## [EXTRACT TO READ]
4. State Most Familiar With Governing Law:
Under Jones, one factor that may be relevant in the § 1404(a) transfer analysis is which "state . . . is most familiar with the governing law." 211 F.3d at 498 . In its motion, American argues this factor is neutral because "[n]either jurisdiction is more familiar with the facts or governing law of this case." (Doc. 34 at 6 n.3.) In her response, Plaintiff acknowledges that "both districts are sufficiently familiar with the governing law" but argues this factor still cuts against transfer because Ninth Circuit law concerning wage discrimination is more developed than Fifth Circuit law. (Doc. 37 at 8-9.) In its reply, American contends that Plaintiff's arguments on this point "smack of forum shopping, long deemed impermissible in the federal system." (Doc. 38 at 7.)
The familiarity-with-governing-law factor is meant to apply in cases involving state-law claims—it reflects a presumption that a federal court will know more about the substantive law of its home state (having derived this wisdom from handling diversity suits) than a federal court located in a different state. Jensen v. Simon & Schuster, Inc., [2012 BL 451064], 2012 U.S. Dist. LEXIS 184332 , [2012 BL 451064], 2012 WL 6839713 , *7 (D. Or. 2012) ("Section 1404(a) generally favors allowing diversity cases to proceed before a court that is familiar with the governing law."). Here, the amended complaint doesn't assert any state-law claims. Thus, the Court concludes this factor is neutral. Cf. Allstar Mktg. Grp., LLC v. Your Store Online, LLC, 666 F. Supp. 2d 1109 , 1133 (C.D. Cal. 2009) ("As plaintiffs' claims are primarily federal trademark and copyright claims, . . . the [which forum's law applies] factor carries little weight. Courts in this district and the Eastern District of Wisconsin are equally capable [*5] of applying federal law.").
5. Other Factors:
Plaintiff argues that Arizona's participation in the Mandatory Initial Discovery Pilot ("MIDP") program counsels against a transfer because the MIDP results in reduced litigation costs and the speedy resolution of cases. (Doc. 37 at 13.) In its reply, American asserts that Plaintiff's invocation of the MIDP is a "smokescreen of [an] irrelevant argument" that has "no place in the well-established transfer analysis." (Doc. 38 at 2-3, 5-6.)

## [PARTS OF THE EXERCISE]
**a)** Condense the paragraph of the transfer ruling that begins "The familiarity-with-governing-law factor is meant to apply" into a short bulleted list that keeps its main facts.
**b)** In the transfer ruling, what pilot program does Plaintiff say Arizona participates in?

## [INFORMATION SHOWN]
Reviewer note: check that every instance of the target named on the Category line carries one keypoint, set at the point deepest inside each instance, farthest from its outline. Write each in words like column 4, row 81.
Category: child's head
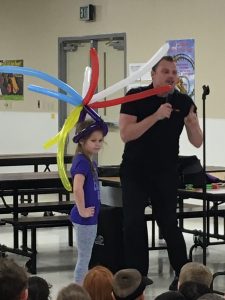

## [RESPONSES TO THE EXERCISE]
**a)**
- The factor is meant for cases with state-law claims. It presumes that a federal court knows its home state's substantive law better than a federal court in another state does, having learned it from diversity suits.
- Jensen v. Simon & Schuster supports this, saying § 1404(a) generally favors letting diversity cases proceed before a court familiar with the governing law.
- The amended complaint asserts no state-law claims, so the Court finds the factor neutral.
- Allstar Mktg. Grp. v. Your Store Online is cited for comparison: where claims are mainly federal, the factor carries little weight because courts in either district can apply federal law equally well.

**b)** The Mandatory Initial Discovery Pilot ("MIDP") program.